Textauszug ->
——

Dass das möglich ist, habe ich mit meiner Kandidatur zur Oberbürgermeisterin in Görlitz, bewiesen – die Gesprächsfähigkeit mit ganz verschiedenen Menschen, auch denen, die nicht auf Bündnisgrüner Linie liegen sowie das Schaffen von Gemeinschaft sind Schlüssel für die Entwicklung unserer Partei. Ich bin angetreten, um einen AfD-Oberbürgermeister für Görlitz – einer Europastadt – zu verhindern. Und das ist gelungen.
Mich beschäftigt stark, wer sich eigentlich die Deutungshoheit über „den Osten“ zuspricht – und ich will dazu beitragen, dass unsere Partei ein noch stärker wählbares Angebot wird für all die progressiven, zukunftsorientierten Kräfte im Osten – sie sind es, die für Demokratie und Zusammenhalt stehen und sie brauchen uns an ihrer Seite. Dazu braucht es auch ein modernes Verständnis und eine Sensibilität für unterschiedliche Prioritätensetzungen sowie die richtige Sprache. Sprache in der Politik ist ein Punkt, für den ich ein starkes Bewusstsein habe. Ich glaube, dass ich auch hier einen Beitrag leisten kann innerhalb unserer Partei; im Bundesparteirat, wo es darum gehen wird, strategische Diskussionen zu führen, die uns nach innen spiegeln und die nach außen wirken.
Ich habe eine gesamtdeutsche Biografie erleben dürfen – nach der Schule bin ich weg nach Niedersachsen, dann zurückgekehrt nach Sachsen und seither zuhause im geografisch tiefsten Osten der Republik – an der deutsch-tschechisch-polnischen Grenze. Thematisch zuhause bin ich in den ländlichen Räumen und der Regionalentwicklung, in der Haushalts- und Finanzpolitik und dem Strukturwandel, der bei mir vor der Haustür stattfindet.
Als Fraktionsvorsitzende der BÜNDNISGRÜNEN Fraktion im Sächsischen Landtag bringe ich Verhandlungserfahrung in schwierigsten Konstellationen mit. Wir sind hier in einem Dreierbündnis mit einer sehr konservativen Ost-CDU und einer kleinen Ost-SPD unter 10%, die unsere Regierungsbeteiligung als vorübergehenden Unfall betrachten.

——

Datensätze zur Punktannotation:
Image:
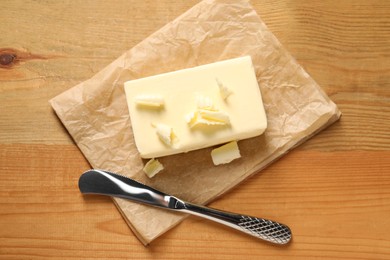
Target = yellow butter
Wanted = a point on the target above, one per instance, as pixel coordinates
(152, 167)
(241, 116)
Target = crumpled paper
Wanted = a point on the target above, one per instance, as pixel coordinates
(95, 111)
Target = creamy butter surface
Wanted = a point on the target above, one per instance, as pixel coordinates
(224, 96)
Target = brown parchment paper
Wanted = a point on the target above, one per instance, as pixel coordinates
(95, 111)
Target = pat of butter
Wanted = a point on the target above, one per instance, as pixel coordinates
(240, 102)
(152, 167)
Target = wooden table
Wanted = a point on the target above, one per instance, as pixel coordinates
(333, 191)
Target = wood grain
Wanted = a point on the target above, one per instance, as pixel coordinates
(334, 190)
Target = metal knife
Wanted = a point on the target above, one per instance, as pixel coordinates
(111, 184)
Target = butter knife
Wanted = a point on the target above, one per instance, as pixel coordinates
(111, 184)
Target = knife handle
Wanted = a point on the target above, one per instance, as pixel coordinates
(264, 229)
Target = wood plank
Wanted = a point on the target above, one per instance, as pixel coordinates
(335, 203)
(333, 190)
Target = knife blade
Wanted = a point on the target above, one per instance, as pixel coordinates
(110, 184)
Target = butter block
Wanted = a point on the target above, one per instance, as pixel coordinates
(224, 94)
(152, 167)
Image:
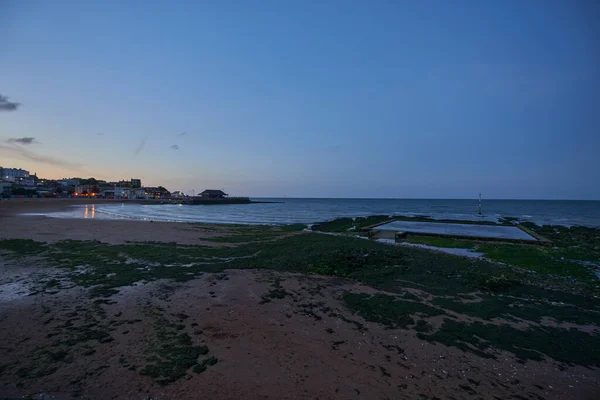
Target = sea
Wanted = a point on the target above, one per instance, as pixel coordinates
(309, 211)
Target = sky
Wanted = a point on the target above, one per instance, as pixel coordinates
(386, 99)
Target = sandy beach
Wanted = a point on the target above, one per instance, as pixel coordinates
(48, 229)
(260, 333)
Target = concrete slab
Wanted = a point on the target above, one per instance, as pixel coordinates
(469, 230)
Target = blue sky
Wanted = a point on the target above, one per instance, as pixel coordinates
(309, 99)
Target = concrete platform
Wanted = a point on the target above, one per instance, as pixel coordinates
(463, 230)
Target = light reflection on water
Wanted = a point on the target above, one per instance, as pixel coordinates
(89, 211)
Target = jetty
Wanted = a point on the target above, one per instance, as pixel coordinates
(215, 197)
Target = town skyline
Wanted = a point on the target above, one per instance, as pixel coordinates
(306, 100)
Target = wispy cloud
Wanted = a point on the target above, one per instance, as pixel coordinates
(6, 105)
(24, 140)
(140, 146)
(21, 153)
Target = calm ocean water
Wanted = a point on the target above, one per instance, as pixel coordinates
(586, 213)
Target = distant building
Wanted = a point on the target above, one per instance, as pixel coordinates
(156, 192)
(213, 194)
(69, 182)
(5, 188)
(13, 174)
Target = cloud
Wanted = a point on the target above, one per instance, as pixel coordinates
(23, 140)
(6, 105)
(140, 146)
(28, 155)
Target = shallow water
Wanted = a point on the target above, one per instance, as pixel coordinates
(484, 231)
(585, 213)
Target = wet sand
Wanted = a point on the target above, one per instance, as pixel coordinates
(48, 229)
(306, 345)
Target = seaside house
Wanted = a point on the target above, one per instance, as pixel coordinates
(213, 194)
(13, 174)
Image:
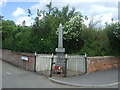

——

Arbeitsauftrag A ->
An welcher Grenze ist die sprechende Person laut dem Textauszug zuhause?
Arbeitsauftrag B ->
Ordne die Zeilen der Auflistung von der Zeile mit „Target = seaside house“ bis zum Ende der Auflistung als nummerierte Liste an, ohne Leerzeilen. Lass die Bilder dabei weg.

Vollständige Lösung A ->
An der deutsch-tschechisch-polnischen Grenze.

Vollständige Lösung B ->
1. Target = seaside house
2. Wanted = a point on the target above, one per instance, as pixel coordinates
3. (213, 194)
4. (13, 174)
5. Image:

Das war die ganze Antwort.